Rewrite each line of the rows below as one string in a single JSON array, omitting blank lines.

--- Start GIVEN DATA ---

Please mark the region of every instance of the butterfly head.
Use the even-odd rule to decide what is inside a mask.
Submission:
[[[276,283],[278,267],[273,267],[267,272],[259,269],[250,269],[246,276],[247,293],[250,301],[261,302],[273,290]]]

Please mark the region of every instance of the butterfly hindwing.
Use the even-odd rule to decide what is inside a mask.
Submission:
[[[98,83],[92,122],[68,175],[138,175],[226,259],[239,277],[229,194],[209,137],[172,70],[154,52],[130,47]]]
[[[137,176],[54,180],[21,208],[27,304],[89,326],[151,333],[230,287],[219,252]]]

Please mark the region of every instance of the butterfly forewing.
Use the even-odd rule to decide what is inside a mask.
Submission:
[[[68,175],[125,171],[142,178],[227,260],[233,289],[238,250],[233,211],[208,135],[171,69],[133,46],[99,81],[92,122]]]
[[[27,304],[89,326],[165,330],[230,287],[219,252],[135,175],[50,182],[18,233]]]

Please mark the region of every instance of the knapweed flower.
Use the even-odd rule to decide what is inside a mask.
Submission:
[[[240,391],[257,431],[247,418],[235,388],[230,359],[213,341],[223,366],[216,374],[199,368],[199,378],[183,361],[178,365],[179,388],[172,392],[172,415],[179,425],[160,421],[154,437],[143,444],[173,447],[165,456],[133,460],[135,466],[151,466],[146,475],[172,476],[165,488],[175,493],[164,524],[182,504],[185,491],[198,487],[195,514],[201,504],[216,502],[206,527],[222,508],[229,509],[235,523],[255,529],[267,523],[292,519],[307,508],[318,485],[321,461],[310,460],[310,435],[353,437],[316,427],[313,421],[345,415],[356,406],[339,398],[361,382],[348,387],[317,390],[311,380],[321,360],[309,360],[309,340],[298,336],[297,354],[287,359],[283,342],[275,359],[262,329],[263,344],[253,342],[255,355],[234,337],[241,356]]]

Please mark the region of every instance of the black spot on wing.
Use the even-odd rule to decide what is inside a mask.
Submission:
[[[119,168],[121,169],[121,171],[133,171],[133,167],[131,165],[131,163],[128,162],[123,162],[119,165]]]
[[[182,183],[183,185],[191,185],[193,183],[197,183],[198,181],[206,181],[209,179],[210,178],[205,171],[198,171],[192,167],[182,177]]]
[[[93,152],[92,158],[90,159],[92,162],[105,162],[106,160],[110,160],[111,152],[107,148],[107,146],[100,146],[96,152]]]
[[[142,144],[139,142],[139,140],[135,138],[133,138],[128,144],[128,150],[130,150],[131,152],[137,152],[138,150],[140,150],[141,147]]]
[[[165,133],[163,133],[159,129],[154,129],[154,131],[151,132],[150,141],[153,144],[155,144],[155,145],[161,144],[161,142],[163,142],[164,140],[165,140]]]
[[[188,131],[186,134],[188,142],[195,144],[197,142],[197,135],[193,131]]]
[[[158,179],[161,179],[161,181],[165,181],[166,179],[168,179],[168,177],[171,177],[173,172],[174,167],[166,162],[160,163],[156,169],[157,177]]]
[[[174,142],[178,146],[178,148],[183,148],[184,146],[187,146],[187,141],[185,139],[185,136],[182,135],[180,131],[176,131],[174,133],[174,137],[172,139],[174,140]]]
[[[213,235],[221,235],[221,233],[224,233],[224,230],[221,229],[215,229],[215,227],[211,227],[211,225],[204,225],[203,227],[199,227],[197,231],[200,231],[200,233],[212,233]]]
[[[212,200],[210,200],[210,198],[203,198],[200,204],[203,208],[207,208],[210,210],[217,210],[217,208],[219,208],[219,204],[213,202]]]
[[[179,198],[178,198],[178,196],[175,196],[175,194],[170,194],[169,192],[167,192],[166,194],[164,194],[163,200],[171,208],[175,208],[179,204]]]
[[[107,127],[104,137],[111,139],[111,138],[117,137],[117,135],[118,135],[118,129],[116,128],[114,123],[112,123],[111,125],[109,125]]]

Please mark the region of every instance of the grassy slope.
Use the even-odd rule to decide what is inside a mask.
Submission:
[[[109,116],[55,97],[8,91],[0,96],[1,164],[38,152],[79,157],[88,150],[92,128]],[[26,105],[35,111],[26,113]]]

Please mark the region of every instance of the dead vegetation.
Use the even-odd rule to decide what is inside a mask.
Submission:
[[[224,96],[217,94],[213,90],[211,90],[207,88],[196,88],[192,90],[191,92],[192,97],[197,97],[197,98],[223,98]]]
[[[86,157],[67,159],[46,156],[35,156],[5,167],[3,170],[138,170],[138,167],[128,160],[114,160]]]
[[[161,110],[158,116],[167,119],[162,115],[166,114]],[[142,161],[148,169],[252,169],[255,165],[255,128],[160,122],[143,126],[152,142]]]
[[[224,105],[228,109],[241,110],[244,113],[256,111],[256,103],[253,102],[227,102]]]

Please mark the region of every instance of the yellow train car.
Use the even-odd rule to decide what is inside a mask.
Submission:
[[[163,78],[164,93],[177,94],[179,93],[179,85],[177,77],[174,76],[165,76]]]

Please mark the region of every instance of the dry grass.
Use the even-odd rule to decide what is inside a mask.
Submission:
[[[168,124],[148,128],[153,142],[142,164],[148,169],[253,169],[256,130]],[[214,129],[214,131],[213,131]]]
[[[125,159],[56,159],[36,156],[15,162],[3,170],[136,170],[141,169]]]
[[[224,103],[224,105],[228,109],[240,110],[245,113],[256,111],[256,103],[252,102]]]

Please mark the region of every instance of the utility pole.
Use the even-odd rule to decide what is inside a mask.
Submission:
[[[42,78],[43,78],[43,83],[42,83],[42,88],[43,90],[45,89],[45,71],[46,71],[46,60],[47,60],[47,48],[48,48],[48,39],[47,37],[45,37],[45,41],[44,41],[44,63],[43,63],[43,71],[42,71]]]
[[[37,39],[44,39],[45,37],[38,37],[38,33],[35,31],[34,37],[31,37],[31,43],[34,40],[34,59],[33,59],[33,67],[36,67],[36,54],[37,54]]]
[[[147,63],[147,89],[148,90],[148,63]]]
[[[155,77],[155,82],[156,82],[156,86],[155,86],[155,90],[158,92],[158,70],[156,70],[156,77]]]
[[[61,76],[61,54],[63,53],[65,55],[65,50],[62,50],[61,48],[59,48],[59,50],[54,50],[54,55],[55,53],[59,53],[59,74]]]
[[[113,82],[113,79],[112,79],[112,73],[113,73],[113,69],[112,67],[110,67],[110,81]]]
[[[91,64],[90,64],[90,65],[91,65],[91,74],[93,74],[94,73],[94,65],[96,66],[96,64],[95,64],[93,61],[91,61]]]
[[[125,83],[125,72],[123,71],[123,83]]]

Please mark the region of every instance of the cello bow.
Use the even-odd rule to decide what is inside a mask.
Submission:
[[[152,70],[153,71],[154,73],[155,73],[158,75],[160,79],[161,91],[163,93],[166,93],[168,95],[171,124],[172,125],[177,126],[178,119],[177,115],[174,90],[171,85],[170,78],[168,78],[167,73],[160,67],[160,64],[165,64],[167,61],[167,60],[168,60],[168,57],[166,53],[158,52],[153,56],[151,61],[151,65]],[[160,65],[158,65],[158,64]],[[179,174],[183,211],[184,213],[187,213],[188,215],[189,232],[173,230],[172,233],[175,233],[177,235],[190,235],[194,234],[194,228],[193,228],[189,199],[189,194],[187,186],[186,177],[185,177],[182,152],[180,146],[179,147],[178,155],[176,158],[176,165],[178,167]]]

--- End GIVEN DATA ---

RESULT OF THE TASK =>
[
  "Please mark the region of every instance of the butterfly head.",
  "Use the even-odd rule to decide what is inside a mask.",
  "Submission:",
  "[[[276,283],[278,267],[273,267],[267,272],[259,269],[250,269],[246,276],[247,293],[250,301],[261,302],[273,290]]]",
  "Please mark the region of every instance of the butterfly hindwing.",
  "Use the even-odd rule to decide what is inside a mask.",
  "Submission:",
  "[[[98,83],[92,122],[68,175],[138,175],[226,259],[239,277],[229,194],[209,137],[172,70],[154,52],[130,47]]]",
  "[[[137,176],[54,180],[21,208],[27,304],[89,326],[151,333],[230,287],[219,252]]]",
  "Please mark the region of every instance of the butterfly forewing.",
  "Use the even-odd rule to decide what is inside a mask.",
  "Submission:",
  "[[[68,175],[125,171],[142,178],[227,260],[233,289],[238,250],[233,211],[208,135],[171,69],[133,46],[99,81],[92,122]]]",
  "[[[27,304],[89,326],[165,330],[230,287],[219,252],[135,175],[50,182],[18,233]]]",
  "Please mark the region of every instance of the knapweed flower.",
  "Use the even-odd rule to decide what is inside a mask.",
  "Submission:",
  "[[[240,391],[257,431],[247,418],[235,388],[230,359],[213,341],[223,366],[216,374],[199,368],[199,378],[183,361],[178,365],[179,388],[172,392],[172,415],[179,425],[160,421],[154,437],[143,444],[173,447],[165,456],[133,460],[135,466],[151,466],[146,475],[172,476],[165,488],[175,493],[164,524],[182,504],[185,491],[198,487],[195,514],[201,504],[216,502],[206,527],[222,508],[229,509],[235,523],[255,529],[267,523],[292,519],[307,508],[318,485],[321,461],[310,460],[310,435],[353,437],[316,427],[313,421],[345,415],[356,406],[339,398],[361,382],[348,387],[317,390],[311,380],[321,360],[309,360],[309,340],[298,336],[297,354],[287,359],[283,342],[275,359],[262,329],[263,344],[253,342],[255,355],[234,337],[241,356]]]",
  "Please mark the region of every instance of the black spot on wing.",
  "Use the even-odd rule to decide what is inside a mask.",
  "Submission:",
  "[[[119,168],[121,169],[121,171],[133,171],[133,167],[131,165],[131,163],[128,162],[123,162],[119,165]]]",
  "[[[182,183],[183,185],[191,185],[193,183],[197,183],[198,181],[206,181],[209,179],[210,178],[205,171],[198,171],[192,167],[182,177]]]",
  "[[[93,152],[92,158],[90,159],[92,162],[105,162],[106,160],[110,160],[111,152],[107,148],[107,146],[100,146],[96,152]]]",
  "[[[142,144],[139,142],[139,140],[135,138],[133,138],[128,144],[128,150],[130,150],[131,152],[137,152],[138,150],[140,150],[141,147]]]",
  "[[[165,133],[163,133],[159,129],[154,129],[154,131],[151,132],[150,141],[153,144],[155,144],[155,145],[161,144],[161,142],[163,142],[164,140],[165,140]]]",
  "[[[188,131],[186,134],[188,142],[195,144],[197,142],[197,135],[193,131]]]",
  "[[[158,179],[161,179],[161,181],[165,181],[166,179],[168,179],[168,177],[171,177],[173,172],[174,167],[166,162],[160,163],[156,169],[157,177]]]",
  "[[[174,142],[178,146],[178,148],[183,148],[184,146],[187,146],[187,141],[185,139],[185,136],[182,135],[180,131],[176,131],[174,133],[174,137],[172,139],[174,140]]]",
  "[[[213,235],[221,235],[221,233],[224,233],[224,230],[221,229],[215,229],[215,227],[211,227],[211,225],[204,225],[203,227],[199,227],[197,231],[200,231],[200,233],[212,233]]]",
  "[[[212,200],[210,200],[210,198],[203,198],[200,204],[203,208],[207,208],[210,210],[217,210],[217,208],[219,208],[219,204],[213,202]]]",
  "[[[179,198],[178,198],[178,196],[175,196],[175,194],[170,194],[169,192],[167,192],[166,194],[164,194],[163,200],[171,208],[175,208],[179,204]]]",
  "[[[107,127],[104,137],[111,139],[111,138],[117,137],[117,135],[118,135],[118,129],[116,128],[114,123],[112,123],[111,125],[109,125]]]",
  "Please mark the region of every instance of the grassy slope.",
  "Use the even-odd rule to decide what is inside a mask.",
  "Submission:",
  "[[[109,116],[55,97],[8,91],[0,96],[1,164],[38,152],[79,157],[88,150],[92,128]],[[26,105],[35,111],[26,113]]]",
  "Please mark the region of every instance of the dead vegetation.",
  "Use the even-odd rule to decide what is inside a mask.",
  "Submission:",
  "[[[224,96],[217,94],[213,90],[211,90],[207,88],[196,88],[192,90],[191,92],[192,97],[197,97],[197,98],[223,98]]]",
  "[[[86,157],[67,159],[46,156],[35,156],[5,167],[3,170],[138,170],[138,167],[128,160],[114,160]]]",
  "[[[161,110],[158,116],[167,119],[162,115],[166,114]],[[142,161],[148,169],[252,169],[255,165],[255,128],[160,122],[143,126],[152,142]]]",
  "[[[224,105],[228,109],[241,110],[244,113],[256,111],[256,103],[253,102],[227,102]]]",
  "Please mark the region of every instance of the yellow train car.",
  "Use the even-odd rule to decide what is inside a mask.",
  "Submission:",
  "[[[163,78],[164,93],[177,94],[179,93],[179,85],[177,77],[174,76],[165,76]]]",
  "Please mark the region of every instance of the dry grass.",
  "Use the even-odd rule to decide what is inside a mask.",
  "Submission:",
  "[[[168,124],[148,128],[153,142],[142,164],[148,169],[253,169],[256,130]],[[214,129],[214,131],[213,131]]]",
  "[[[125,159],[56,159],[36,156],[15,162],[3,170],[136,170],[141,169]]]",
  "[[[224,103],[224,105],[228,109],[240,110],[245,113],[256,111],[256,103],[252,102]]]",
  "Please mark the region of every instance of the utility pole.",
  "Use the even-odd rule to decide what is inside a mask.",
  "Submission:",
  "[[[42,78],[43,78],[43,83],[42,83],[42,88],[43,90],[45,89],[45,71],[46,71],[46,60],[47,60],[47,48],[48,48],[48,39],[47,37],[45,37],[45,41],[44,41],[44,63],[43,63],[43,71],[42,71]]]",
  "[[[37,39],[44,39],[45,37],[38,37],[38,33],[35,31],[34,37],[31,37],[31,43],[34,40],[34,59],[33,59],[33,67],[36,67],[36,54],[37,54]]]",
  "[[[147,63],[147,89],[148,90],[148,63]]]",
  "[[[155,77],[155,82],[156,82],[156,86],[155,86],[155,90],[158,92],[158,70],[156,70],[156,77]]]",
  "[[[61,76],[61,54],[63,53],[65,55],[65,50],[62,50],[61,48],[59,48],[59,50],[54,50],[54,55],[55,53],[59,53],[59,74]]]",
  "[[[113,82],[113,79],[112,79],[112,73],[113,73],[113,69],[112,67],[110,67],[110,81]]]",
  "[[[91,64],[90,64],[90,65],[91,65],[91,74],[93,74],[94,73],[94,65],[96,66],[96,64],[95,64],[93,61],[91,61]]]",
  "[[[125,83],[125,72],[123,71],[123,83]]]",
  "Please mark the region of every instance of the cello bow.",
  "Use the even-odd rule to decide what is inside a mask.",
  "Submission:",
  "[[[152,70],[153,71],[154,73],[155,73],[158,75],[160,79],[161,91],[163,93],[166,93],[168,95],[171,124],[172,125],[177,126],[178,119],[177,115],[174,90],[171,85],[170,78],[168,78],[167,73],[160,67],[160,64],[165,64],[167,61],[167,60],[168,60],[168,57],[166,53],[158,52],[153,56],[151,61],[151,65]],[[160,65],[158,65],[158,64]],[[179,174],[183,211],[184,213],[187,213],[188,215],[189,232],[173,230],[172,233],[175,233],[177,235],[190,235],[194,234],[194,228],[193,228],[189,199],[189,194],[187,186],[186,177],[185,177],[182,152],[180,146],[179,147],[178,155],[176,158],[176,165],[178,167]]]"
]